Arrange every line of the items below into a Markdown table with two columns, Row and Line. Number each row and omit any blank lines.

=======

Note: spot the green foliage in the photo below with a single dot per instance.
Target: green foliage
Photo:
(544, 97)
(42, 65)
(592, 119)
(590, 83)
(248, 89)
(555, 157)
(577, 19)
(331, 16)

=======

▸ Exercise result
| Row | Line |
|---|---|
| 1 | Note: spot the green foliage in the photo below with a single dot per instance. |
| 2 | Target: green foliage |
| 3 | Photo: |
| 4 | (544, 97) |
| 5 | (42, 65) |
| 6 | (592, 119) |
| 7 | (590, 83) |
| 8 | (248, 89) |
| 9 | (555, 157) |
| 10 | (577, 19) |
| 11 | (331, 16) |